Exercise:
Lay out the stretch of the listing from the line containing "I already know the plastic" through the end of the listing as a Markdown table with the columns Row and Line. Number each line in the Row column and leave out blank lines.

[start Supplied material]

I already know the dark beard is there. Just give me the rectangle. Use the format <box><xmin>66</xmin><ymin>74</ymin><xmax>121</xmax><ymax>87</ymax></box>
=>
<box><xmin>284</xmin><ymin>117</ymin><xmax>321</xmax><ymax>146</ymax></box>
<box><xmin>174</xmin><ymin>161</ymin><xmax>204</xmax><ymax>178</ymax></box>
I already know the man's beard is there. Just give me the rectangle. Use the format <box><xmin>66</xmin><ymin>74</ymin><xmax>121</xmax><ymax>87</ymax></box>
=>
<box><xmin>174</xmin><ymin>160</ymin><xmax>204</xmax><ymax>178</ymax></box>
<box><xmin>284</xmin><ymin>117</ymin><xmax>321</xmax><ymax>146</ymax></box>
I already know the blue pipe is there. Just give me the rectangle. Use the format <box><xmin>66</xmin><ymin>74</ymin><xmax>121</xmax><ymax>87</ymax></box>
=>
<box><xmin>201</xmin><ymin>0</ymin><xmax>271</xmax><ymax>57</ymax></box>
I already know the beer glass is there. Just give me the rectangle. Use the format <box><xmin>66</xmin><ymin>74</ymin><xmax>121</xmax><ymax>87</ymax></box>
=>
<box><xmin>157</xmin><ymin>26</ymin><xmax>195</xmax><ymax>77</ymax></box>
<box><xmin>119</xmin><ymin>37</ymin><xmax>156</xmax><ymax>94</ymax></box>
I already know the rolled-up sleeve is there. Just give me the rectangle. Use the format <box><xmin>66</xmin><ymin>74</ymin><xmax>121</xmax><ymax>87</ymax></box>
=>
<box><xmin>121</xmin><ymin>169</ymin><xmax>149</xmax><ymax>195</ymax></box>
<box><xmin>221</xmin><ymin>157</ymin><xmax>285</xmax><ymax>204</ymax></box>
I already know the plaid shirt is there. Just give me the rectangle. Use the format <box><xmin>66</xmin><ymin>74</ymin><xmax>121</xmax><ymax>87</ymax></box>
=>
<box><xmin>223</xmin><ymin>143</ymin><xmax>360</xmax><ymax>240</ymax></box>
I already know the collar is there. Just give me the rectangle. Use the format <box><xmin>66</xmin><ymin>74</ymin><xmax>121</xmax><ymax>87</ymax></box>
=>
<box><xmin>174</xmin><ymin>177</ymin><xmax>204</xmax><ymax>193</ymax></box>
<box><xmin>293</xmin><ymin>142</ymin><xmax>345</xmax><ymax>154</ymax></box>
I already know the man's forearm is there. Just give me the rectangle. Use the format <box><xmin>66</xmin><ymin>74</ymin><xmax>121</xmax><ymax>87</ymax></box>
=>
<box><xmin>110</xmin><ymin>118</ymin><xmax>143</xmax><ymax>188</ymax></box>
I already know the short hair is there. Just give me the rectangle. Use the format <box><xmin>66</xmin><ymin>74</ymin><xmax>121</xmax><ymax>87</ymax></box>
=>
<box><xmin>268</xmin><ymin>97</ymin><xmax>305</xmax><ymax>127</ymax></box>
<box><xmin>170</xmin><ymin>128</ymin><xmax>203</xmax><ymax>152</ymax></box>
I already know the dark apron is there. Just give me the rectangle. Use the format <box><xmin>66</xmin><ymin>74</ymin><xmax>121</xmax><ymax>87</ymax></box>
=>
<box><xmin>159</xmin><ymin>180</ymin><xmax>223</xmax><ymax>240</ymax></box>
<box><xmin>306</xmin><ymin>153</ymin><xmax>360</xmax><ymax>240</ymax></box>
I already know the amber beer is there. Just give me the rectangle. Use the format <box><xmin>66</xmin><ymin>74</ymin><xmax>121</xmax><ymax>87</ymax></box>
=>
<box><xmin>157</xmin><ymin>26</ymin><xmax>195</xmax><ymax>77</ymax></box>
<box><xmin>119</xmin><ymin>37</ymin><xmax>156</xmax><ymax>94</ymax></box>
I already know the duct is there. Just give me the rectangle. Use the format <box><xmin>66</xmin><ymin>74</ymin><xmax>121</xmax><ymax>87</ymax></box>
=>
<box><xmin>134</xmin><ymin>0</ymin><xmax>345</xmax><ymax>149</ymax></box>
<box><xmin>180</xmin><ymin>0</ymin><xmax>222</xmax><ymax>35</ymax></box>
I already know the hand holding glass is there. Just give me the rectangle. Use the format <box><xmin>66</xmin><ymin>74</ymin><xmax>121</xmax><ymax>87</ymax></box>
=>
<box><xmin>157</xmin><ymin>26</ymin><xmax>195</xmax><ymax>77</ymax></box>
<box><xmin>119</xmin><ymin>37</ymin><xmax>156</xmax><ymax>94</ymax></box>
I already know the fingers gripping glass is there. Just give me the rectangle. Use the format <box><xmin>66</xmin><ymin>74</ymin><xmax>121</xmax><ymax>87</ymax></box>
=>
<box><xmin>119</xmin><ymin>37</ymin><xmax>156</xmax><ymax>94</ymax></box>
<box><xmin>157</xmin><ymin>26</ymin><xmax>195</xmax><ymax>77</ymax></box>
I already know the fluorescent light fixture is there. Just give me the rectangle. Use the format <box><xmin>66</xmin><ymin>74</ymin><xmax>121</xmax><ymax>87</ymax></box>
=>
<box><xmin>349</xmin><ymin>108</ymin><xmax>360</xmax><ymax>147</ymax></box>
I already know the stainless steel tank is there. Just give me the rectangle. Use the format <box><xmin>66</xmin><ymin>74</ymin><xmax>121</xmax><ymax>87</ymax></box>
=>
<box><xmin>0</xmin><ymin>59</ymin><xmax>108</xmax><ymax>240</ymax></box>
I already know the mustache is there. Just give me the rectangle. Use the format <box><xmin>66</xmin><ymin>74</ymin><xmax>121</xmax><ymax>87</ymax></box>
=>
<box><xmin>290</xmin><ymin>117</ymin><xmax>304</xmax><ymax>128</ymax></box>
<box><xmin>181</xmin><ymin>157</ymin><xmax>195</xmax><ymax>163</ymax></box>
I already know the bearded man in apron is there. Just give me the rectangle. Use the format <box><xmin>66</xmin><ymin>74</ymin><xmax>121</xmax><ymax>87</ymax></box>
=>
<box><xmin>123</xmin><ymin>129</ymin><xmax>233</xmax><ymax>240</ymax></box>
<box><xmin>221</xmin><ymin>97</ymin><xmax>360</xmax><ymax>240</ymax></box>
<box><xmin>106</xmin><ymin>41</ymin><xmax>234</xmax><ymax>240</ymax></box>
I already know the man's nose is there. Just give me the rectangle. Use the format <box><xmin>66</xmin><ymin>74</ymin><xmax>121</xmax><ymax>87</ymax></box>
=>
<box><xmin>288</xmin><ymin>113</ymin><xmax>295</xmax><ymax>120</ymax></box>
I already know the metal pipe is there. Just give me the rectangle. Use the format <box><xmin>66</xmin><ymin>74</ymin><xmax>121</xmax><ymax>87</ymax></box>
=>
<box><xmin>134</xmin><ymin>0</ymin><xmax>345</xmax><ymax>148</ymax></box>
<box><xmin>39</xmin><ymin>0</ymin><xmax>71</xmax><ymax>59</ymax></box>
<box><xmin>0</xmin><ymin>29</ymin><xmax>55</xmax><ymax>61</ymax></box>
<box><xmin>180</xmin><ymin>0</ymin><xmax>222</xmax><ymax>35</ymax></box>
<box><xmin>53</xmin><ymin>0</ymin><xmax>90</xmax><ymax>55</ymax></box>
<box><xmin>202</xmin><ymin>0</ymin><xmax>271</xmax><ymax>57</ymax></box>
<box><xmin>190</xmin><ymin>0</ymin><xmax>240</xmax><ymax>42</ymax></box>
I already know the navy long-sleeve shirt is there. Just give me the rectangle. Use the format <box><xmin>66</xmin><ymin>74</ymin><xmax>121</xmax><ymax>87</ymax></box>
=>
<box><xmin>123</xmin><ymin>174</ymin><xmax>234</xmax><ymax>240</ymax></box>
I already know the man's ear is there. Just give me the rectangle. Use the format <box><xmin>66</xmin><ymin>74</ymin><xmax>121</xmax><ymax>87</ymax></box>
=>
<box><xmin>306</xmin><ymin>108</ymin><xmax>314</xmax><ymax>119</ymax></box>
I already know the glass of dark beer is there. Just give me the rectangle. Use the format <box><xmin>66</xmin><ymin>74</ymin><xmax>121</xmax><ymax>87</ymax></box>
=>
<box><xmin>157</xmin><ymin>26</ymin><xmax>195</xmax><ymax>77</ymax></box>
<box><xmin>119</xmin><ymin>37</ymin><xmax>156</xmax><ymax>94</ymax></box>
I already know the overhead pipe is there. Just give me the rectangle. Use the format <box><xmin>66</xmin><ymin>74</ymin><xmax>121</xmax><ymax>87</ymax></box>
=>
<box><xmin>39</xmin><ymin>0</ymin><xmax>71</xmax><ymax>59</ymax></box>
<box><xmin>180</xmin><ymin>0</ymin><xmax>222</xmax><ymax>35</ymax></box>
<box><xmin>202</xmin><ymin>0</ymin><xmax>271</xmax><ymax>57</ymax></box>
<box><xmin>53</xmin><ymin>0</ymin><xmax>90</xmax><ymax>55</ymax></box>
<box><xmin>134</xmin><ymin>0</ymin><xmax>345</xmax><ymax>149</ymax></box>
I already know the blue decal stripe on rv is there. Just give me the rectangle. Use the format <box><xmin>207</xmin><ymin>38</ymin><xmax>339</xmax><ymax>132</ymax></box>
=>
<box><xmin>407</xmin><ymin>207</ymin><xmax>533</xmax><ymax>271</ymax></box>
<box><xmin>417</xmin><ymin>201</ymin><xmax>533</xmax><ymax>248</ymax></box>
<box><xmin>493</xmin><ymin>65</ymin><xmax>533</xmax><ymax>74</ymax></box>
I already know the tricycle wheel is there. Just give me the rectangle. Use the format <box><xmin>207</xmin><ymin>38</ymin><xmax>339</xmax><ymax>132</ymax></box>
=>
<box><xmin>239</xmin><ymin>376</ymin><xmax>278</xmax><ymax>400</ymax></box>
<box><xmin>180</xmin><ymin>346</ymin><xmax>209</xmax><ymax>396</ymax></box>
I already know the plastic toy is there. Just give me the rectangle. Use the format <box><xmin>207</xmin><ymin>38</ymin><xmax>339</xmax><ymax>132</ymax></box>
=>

[end Supplied material]

Response:
| Row | Line |
|---|---|
| 1 | I already know the plastic toy is there. Just give me the rectangle. Use the format <box><xmin>207</xmin><ymin>38</ymin><xmax>339</xmax><ymax>132</ymax></box> |
| 2 | => |